____ RECORDS
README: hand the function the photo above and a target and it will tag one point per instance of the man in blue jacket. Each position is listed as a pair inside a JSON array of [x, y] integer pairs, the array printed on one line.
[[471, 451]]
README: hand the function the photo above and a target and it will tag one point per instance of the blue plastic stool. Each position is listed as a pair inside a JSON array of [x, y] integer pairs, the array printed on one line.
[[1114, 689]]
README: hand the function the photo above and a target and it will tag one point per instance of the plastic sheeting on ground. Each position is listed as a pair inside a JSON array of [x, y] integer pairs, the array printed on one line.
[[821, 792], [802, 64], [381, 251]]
________
PROBLEM STATEMENT ::
For the records above, restate every line word for word.

OUTPUT FOR THIS TASK ::
README: hand the function the photo above and a target and it will tag one point per instance of the man in blue jacket. Each position is listed as a pair inside a JSON array of [x, y] integer pairs, the array printed on one line.
[[471, 451]]
README: hand the function the photo above and a target and it will tag one point per instance of the blue plastic stool. Each position is listed as a pair inside a JSON array of [x, y] integer pairs, the array printed on one line.
[[1114, 689]]
README: hand the function the photo above and a target and it will tag one point per instance of the plastic sheeting on ground. Each position is listed as a pair inside a JSON array of [x, y] integer pairs, the array printed on one line.
[[821, 792], [802, 64], [381, 251]]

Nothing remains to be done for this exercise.